▸ Selected excerpt:
Friday, September 14, 2018

More anti-cyclist infrastructure on the Cotton Valley Trail

As if riders didn't have enough to handle at the rail crossings, now they've added these slalom gates. Gossip says that the intent is to guide riders to the exact crossing point. The goofy yellow paint and the "no shit Sherlock" arrows are more unhelpful attempts to deflect liability by belaboring the obvious.

I will say that I have observed riders winging through the crossings at stupidly oblique angles and foolishly high speeds. The ones I saw managed to pull it off, but they obviously had no idea how lucky they were. So the gates prevent a rider from slicing off the corner. But they constrict traffic during heavy use periods, when the path can be a log jam of pedestrians and riders. And any minor error in alignment -- that you might have been able to correct -- risks catching a pedal on those orange posts. They're springy, to reduce the chances of impalement, but not so floppy that you could hook a pedal and just ride through it.

At least one crossing also has the heavy wooden sign post inconveniently -- not to say dangerously -- close to the crossing itself. Cyclists dismount indeed. That crossing is further out, closer to Bryant Road.

The intent is always to get riders to dismount. A rider who isn't riding isn't bothering anyone. That's true on roads or paths. But it isn't really true when a knot of pedestrians and riders tangles up in the confined space of a crossing that was already too small before the addition of the slalom gates.

The drive-to-ride crowd can drive somewhere else. Mountain biking has become entirely drive-to-ride. As dedicated trail networks proliferate for purely recreational forms of cycling, large blocs of the pedaling population are neatly removed from the traffic mix and feel less need to advocate for the freedom to ride everywhere.

▸ Record excerpts:
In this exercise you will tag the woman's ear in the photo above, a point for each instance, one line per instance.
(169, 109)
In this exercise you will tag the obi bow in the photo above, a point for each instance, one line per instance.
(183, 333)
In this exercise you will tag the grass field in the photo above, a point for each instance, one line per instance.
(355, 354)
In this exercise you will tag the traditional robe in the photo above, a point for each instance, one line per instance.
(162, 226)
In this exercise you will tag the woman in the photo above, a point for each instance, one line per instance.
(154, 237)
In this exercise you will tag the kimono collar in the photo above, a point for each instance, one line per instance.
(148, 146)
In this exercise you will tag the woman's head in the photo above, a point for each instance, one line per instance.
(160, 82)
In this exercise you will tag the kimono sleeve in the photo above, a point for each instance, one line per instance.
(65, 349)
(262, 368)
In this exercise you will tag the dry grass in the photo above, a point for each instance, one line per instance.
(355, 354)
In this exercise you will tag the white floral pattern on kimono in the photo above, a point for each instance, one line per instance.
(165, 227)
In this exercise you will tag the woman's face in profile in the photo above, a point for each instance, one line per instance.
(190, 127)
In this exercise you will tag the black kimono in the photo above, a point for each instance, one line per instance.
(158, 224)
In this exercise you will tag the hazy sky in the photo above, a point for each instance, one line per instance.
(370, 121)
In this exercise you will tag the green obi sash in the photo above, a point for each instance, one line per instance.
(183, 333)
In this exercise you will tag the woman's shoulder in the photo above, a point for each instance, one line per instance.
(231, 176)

▸ Exercise tasks:
a - Retype the part of the Cotton Valley Trail post above, starting at "As if riders" and ending at "belaboring the obvious.".
b - Extend the Cotton Valley Trail post above, picking up right after its final sentence.

▸ Responses in order:
a -
As if riders didn't have enough to handle at the rail crossings, now they've added these slalom gates. Gossip says that the intent is to guide riders to the exact crossing point. The goofy yellow paint and the "no shit Sherlock" arrows are more unhelpful attempts to deflect liability by belaboring the obvious.

b -
Long distance transportation cycling isn't highly practical for the vast majority of people, but infrastructure should still be built to accommodate riders no matter what. A rider might make short hops on a long road, and long distance riders have rights, too. Most attention gets paid to built-up areas with denser populations. This compartmentalized approach is as wrong as wildlife management plans that focus only on one species, or too small a piece of habitat. Any trail that connects two relatively major points of interest needs to be considered from the transportation as well as recreation angle. Any trail that can be connected to the rest of the transportation network is part of that network.

2 comments:

  1. "Cyclists dismount" signs along trails & paths eventually cause cyclists to simply abandon the trail and return to the highway. These signs may be posted in the interest of "safety" or -more likely- to reduce any liability for badly designed infrastructure, but rarely make any real sense. On my area's trails, i tend to ignore such signage.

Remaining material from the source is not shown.